** start Entries provided **
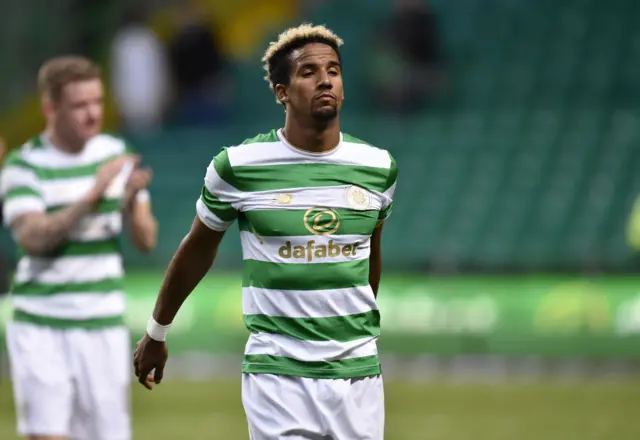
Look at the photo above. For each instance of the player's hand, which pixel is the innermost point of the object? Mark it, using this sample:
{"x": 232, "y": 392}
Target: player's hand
{"x": 150, "y": 355}
{"x": 140, "y": 179}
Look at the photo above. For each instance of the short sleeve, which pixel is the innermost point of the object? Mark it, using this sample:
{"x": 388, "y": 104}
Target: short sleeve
{"x": 20, "y": 189}
{"x": 390, "y": 188}
{"x": 217, "y": 206}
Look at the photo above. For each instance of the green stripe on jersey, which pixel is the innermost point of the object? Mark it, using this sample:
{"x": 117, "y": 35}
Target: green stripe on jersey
{"x": 342, "y": 369}
{"x": 41, "y": 289}
{"x": 276, "y": 177}
{"x": 291, "y": 222}
{"x": 224, "y": 211}
{"x": 89, "y": 324}
{"x": 104, "y": 207}
{"x": 334, "y": 328}
{"x": 393, "y": 174}
{"x": 298, "y": 276}
{"x": 23, "y": 191}
{"x": 58, "y": 173}
{"x": 81, "y": 248}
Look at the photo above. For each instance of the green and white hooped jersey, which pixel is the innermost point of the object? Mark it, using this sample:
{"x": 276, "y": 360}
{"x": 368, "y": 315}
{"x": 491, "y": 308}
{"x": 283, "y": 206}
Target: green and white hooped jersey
{"x": 305, "y": 223}
{"x": 78, "y": 284}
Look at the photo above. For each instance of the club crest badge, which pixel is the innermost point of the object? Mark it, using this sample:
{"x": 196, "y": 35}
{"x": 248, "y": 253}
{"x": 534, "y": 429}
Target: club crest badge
{"x": 357, "y": 197}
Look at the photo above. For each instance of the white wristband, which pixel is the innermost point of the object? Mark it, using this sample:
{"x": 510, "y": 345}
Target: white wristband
{"x": 156, "y": 331}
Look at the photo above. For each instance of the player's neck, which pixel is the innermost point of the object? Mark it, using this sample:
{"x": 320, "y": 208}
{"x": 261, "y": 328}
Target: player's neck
{"x": 314, "y": 139}
{"x": 60, "y": 143}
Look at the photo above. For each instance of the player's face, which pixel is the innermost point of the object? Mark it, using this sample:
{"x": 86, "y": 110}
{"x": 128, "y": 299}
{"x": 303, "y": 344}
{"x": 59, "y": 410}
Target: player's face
{"x": 78, "y": 114}
{"x": 316, "y": 87}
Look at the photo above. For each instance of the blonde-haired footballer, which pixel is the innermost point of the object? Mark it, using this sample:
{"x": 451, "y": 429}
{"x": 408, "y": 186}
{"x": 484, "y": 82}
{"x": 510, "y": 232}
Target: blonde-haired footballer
{"x": 68, "y": 194}
{"x": 310, "y": 202}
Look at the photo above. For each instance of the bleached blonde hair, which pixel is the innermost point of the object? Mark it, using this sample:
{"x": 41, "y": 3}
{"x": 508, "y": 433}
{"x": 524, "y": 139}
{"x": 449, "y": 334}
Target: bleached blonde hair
{"x": 291, "y": 39}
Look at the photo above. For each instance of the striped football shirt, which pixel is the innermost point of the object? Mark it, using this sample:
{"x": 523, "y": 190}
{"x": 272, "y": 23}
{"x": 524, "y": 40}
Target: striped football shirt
{"x": 79, "y": 283}
{"x": 305, "y": 221}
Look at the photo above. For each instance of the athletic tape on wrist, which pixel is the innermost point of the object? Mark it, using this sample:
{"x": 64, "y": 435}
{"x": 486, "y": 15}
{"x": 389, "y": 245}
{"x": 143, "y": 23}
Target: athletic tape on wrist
{"x": 156, "y": 331}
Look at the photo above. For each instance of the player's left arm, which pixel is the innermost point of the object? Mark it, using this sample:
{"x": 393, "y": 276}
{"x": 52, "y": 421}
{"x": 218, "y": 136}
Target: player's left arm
{"x": 375, "y": 257}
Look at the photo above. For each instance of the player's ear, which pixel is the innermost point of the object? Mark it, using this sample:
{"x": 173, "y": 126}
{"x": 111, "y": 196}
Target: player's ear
{"x": 47, "y": 106}
{"x": 281, "y": 93}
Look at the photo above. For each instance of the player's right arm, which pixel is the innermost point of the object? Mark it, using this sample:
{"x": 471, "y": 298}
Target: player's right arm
{"x": 191, "y": 262}
{"x": 25, "y": 212}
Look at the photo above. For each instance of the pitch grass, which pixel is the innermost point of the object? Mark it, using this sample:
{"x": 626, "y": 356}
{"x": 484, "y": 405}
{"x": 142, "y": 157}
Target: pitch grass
{"x": 549, "y": 411}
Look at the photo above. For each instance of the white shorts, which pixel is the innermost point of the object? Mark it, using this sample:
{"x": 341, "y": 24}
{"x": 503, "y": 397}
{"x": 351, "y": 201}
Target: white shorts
{"x": 71, "y": 383}
{"x": 300, "y": 408}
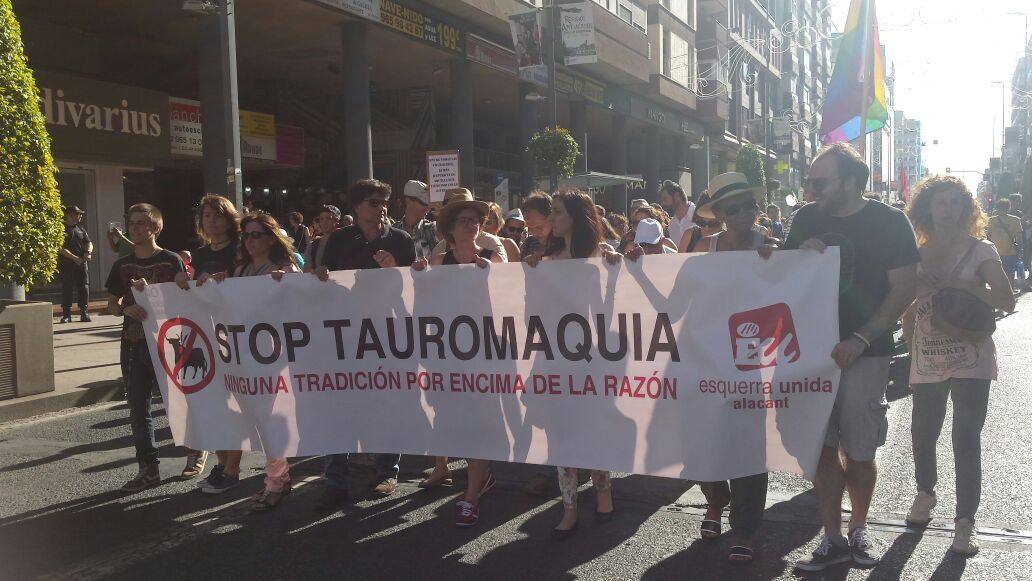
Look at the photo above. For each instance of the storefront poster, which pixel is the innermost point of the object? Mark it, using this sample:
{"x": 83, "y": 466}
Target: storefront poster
{"x": 442, "y": 172}
{"x": 527, "y": 37}
{"x": 185, "y": 127}
{"x": 634, "y": 367}
{"x": 578, "y": 33}
{"x": 95, "y": 120}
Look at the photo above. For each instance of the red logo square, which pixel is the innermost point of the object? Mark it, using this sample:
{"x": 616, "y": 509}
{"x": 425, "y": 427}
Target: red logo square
{"x": 763, "y": 337}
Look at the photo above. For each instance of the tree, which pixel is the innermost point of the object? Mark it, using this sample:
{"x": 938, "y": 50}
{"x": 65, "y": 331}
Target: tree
{"x": 555, "y": 151}
{"x": 751, "y": 164}
{"x": 31, "y": 230}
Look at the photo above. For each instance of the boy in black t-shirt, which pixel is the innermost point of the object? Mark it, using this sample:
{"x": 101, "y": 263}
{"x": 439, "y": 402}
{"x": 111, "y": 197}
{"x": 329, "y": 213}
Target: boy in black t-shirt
{"x": 148, "y": 264}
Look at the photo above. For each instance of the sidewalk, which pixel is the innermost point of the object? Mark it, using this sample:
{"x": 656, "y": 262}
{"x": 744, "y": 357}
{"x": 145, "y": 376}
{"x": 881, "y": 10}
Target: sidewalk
{"x": 86, "y": 364}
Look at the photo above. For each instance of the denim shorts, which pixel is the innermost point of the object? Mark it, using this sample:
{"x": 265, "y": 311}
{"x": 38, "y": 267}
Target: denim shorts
{"x": 858, "y": 424}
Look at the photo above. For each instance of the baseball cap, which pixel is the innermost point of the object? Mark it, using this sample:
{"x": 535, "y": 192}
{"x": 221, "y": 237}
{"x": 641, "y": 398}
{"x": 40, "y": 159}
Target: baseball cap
{"x": 648, "y": 231}
{"x": 418, "y": 190}
{"x": 640, "y": 202}
{"x": 516, "y": 215}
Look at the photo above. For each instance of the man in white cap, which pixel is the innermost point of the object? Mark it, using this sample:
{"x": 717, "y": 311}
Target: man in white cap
{"x": 415, "y": 221}
{"x": 485, "y": 240}
{"x": 515, "y": 226}
{"x": 675, "y": 201}
{"x": 648, "y": 238}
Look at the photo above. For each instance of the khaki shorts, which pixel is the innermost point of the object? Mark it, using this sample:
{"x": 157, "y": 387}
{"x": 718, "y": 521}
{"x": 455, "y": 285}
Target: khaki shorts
{"x": 858, "y": 424}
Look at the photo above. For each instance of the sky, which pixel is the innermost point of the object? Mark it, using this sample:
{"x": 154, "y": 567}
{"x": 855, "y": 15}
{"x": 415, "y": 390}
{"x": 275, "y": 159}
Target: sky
{"x": 946, "y": 55}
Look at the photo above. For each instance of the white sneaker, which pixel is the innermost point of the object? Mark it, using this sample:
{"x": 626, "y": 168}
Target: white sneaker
{"x": 921, "y": 512}
{"x": 964, "y": 538}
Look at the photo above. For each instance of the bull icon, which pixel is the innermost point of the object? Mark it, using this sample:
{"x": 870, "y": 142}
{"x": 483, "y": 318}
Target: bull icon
{"x": 195, "y": 359}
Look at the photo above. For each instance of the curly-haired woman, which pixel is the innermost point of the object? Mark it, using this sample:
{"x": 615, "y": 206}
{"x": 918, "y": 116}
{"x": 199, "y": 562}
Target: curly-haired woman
{"x": 949, "y": 226}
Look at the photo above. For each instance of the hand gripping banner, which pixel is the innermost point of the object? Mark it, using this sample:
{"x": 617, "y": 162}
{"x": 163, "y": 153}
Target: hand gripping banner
{"x": 697, "y": 366}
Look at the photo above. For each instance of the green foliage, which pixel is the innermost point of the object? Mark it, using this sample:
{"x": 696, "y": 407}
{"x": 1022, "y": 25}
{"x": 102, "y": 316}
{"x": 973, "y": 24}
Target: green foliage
{"x": 554, "y": 150}
{"x": 750, "y": 162}
{"x": 31, "y": 230}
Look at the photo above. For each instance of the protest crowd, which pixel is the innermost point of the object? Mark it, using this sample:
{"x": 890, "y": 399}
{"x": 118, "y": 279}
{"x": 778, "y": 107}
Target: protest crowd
{"x": 936, "y": 267}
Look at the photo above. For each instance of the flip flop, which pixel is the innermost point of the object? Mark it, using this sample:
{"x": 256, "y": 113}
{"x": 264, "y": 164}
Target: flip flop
{"x": 710, "y": 529}
{"x": 740, "y": 554}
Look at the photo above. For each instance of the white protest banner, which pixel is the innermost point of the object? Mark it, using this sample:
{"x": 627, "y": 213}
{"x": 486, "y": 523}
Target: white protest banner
{"x": 442, "y": 172}
{"x": 578, "y": 33}
{"x": 700, "y": 366}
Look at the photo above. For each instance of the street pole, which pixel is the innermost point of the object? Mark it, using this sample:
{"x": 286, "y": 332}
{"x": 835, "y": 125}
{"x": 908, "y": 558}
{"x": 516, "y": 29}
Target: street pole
{"x": 553, "y": 33}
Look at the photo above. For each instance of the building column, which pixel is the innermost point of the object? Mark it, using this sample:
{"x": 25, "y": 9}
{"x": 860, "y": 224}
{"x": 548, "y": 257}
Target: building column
{"x": 618, "y": 160}
{"x": 461, "y": 114}
{"x": 357, "y": 105}
{"x": 578, "y": 128}
{"x": 653, "y": 155}
{"x": 527, "y": 127}
{"x": 219, "y": 104}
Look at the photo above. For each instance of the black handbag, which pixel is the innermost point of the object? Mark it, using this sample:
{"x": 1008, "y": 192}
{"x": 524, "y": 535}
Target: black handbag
{"x": 960, "y": 314}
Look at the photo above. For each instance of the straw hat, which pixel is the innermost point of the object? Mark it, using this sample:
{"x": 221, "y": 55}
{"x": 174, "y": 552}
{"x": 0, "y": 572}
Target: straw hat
{"x": 723, "y": 187}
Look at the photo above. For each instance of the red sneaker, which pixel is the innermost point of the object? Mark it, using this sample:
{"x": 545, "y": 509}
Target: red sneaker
{"x": 465, "y": 514}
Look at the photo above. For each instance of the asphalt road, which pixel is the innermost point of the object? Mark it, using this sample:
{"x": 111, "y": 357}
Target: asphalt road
{"x": 62, "y": 516}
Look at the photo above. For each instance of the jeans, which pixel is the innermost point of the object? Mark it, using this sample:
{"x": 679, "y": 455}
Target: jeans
{"x": 747, "y": 496}
{"x": 139, "y": 385}
{"x": 74, "y": 279}
{"x": 970, "y": 404}
{"x": 336, "y": 471}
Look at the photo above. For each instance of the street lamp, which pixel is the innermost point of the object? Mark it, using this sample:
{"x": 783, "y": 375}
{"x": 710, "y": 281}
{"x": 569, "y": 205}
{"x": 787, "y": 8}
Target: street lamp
{"x": 1003, "y": 117}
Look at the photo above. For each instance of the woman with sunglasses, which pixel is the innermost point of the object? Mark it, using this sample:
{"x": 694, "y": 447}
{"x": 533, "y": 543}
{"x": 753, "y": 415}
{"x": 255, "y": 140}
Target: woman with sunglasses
{"x": 459, "y": 223}
{"x": 493, "y": 226}
{"x": 735, "y": 203}
{"x": 706, "y": 227}
{"x": 576, "y": 232}
{"x": 264, "y": 250}
{"x": 218, "y": 225}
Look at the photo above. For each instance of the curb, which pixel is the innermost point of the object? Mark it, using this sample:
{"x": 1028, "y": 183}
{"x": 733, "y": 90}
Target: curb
{"x": 22, "y": 408}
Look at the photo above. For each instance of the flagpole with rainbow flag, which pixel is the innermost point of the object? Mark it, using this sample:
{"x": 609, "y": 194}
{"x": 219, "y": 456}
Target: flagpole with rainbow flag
{"x": 856, "y": 101}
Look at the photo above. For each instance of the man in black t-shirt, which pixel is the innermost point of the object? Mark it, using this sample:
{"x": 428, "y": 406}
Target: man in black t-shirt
{"x": 877, "y": 283}
{"x": 367, "y": 244}
{"x": 148, "y": 264}
{"x": 73, "y": 266}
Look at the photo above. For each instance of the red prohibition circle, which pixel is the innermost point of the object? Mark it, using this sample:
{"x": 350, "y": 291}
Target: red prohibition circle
{"x": 173, "y": 372}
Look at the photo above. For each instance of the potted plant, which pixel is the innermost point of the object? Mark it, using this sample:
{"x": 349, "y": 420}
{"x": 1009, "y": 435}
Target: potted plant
{"x": 555, "y": 151}
{"x": 31, "y": 231}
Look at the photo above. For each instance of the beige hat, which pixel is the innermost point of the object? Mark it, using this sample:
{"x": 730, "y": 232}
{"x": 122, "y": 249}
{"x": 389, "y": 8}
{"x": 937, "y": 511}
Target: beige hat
{"x": 458, "y": 199}
{"x": 723, "y": 187}
{"x": 418, "y": 190}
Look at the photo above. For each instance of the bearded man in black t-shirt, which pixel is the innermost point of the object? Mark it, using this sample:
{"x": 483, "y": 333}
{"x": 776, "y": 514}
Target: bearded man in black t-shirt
{"x": 877, "y": 283}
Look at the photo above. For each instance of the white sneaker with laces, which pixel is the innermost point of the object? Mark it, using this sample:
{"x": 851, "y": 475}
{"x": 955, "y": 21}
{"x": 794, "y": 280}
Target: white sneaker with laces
{"x": 921, "y": 511}
{"x": 964, "y": 538}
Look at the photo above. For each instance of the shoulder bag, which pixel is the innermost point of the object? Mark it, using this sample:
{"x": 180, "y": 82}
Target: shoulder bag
{"x": 960, "y": 314}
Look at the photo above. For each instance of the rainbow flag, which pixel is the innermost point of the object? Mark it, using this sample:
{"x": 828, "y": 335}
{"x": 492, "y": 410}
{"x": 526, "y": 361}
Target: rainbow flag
{"x": 860, "y": 63}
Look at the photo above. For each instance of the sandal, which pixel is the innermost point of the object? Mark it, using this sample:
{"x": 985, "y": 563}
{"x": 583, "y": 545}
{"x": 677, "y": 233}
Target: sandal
{"x": 710, "y": 529}
{"x": 740, "y": 554}
{"x": 442, "y": 479}
{"x": 266, "y": 499}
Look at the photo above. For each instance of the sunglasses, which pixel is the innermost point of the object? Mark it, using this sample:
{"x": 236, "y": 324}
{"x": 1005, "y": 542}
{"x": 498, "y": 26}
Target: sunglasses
{"x": 730, "y": 211}
{"x": 377, "y": 202}
{"x": 818, "y": 184}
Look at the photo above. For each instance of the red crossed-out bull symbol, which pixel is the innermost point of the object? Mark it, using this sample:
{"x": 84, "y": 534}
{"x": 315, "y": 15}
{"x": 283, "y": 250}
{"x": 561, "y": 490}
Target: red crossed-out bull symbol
{"x": 764, "y": 337}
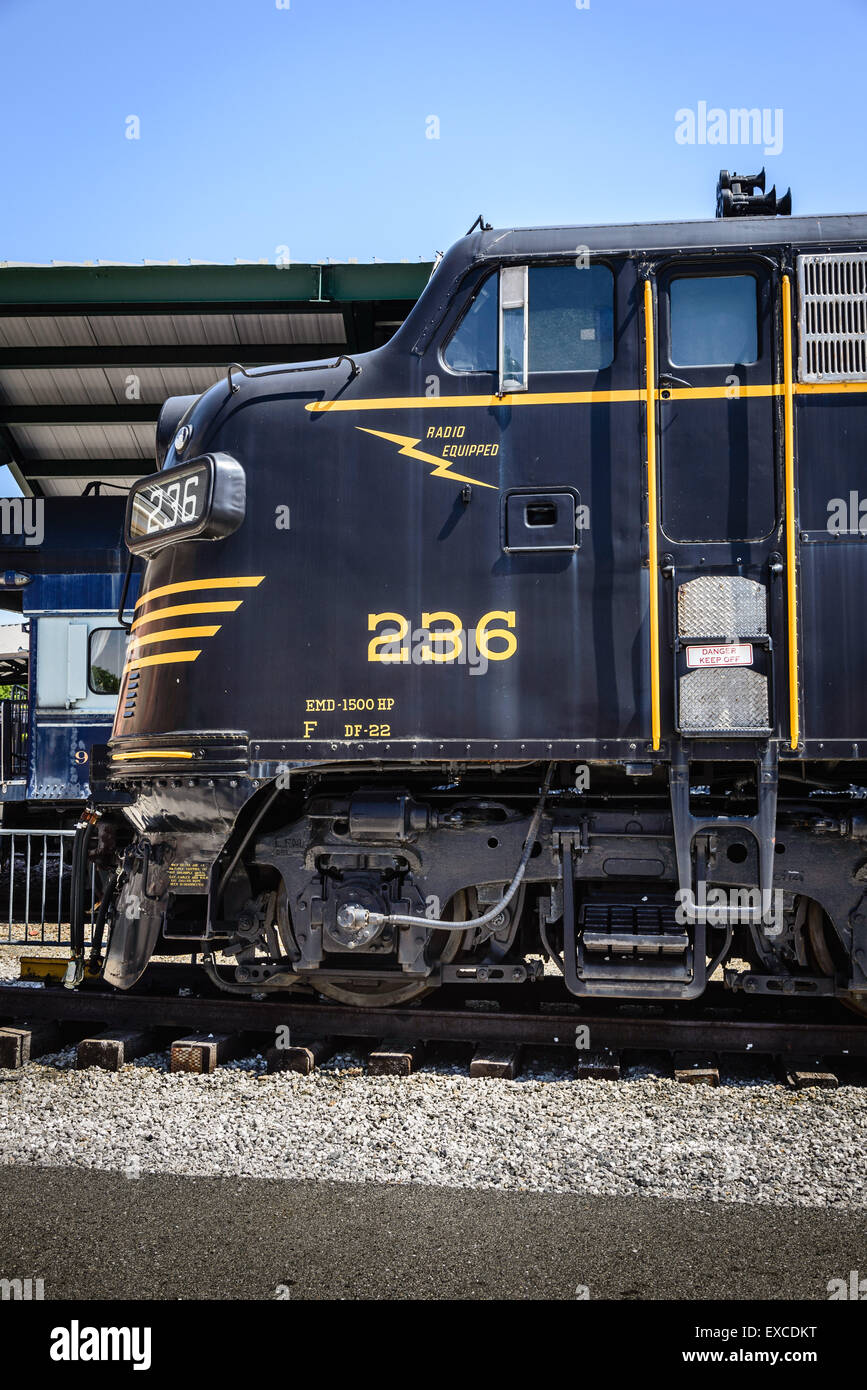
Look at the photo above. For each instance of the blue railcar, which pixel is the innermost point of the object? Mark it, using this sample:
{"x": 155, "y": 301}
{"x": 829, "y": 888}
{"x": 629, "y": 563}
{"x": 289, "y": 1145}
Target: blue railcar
{"x": 61, "y": 690}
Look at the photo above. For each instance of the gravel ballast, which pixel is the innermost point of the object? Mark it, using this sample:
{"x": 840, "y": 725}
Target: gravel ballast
{"x": 745, "y": 1141}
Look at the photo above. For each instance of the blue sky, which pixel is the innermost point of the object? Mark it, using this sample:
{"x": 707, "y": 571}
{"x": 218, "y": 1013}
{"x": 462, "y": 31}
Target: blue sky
{"x": 304, "y": 127}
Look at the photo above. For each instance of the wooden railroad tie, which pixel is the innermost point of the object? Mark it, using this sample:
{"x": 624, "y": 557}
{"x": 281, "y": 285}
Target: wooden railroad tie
{"x": 303, "y": 1055}
{"x": 696, "y": 1068}
{"x": 20, "y": 1043}
{"x": 114, "y": 1048}
{"x": 202, "y": 1051}
{"x": 496, "y": 1061}
{"x": 599, "y": 1065}
{"x": 395, "y": 1057}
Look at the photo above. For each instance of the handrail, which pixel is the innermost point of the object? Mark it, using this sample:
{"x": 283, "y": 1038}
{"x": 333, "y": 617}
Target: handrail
{"x": 788, "y": 392}
{"x": 652, "y": 512}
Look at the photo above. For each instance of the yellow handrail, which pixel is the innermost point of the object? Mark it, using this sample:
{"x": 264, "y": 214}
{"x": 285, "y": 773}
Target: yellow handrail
{"x": 652, "y": 545}
{"x": 789, "y": 505}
** end Entries provided **
• Set exercise
Write out, word for word, every line from the one containing "the handrail, which" through the last line of the records above.

• Result
Look at the photo above. For each instance of the handrail, which pixel is the innermost point of the object? Mark it, using this sample:
{"x": 283, "y": 1038}
{"x": 333, "y": 617}
Target: handrail
{"x": 788, "y": 392}
{"x": 652, "y": 512}
Look at the photo above. For each instance of the yellow handrail, which pixel is the innermost point of the object? Mark it, using this sample:
{"x": 264, "y": 214}
{"x": 285, "y": 773}
Target: yellow handrail
{"x": 652, "y": 545}
{"x": 789, "y": 505}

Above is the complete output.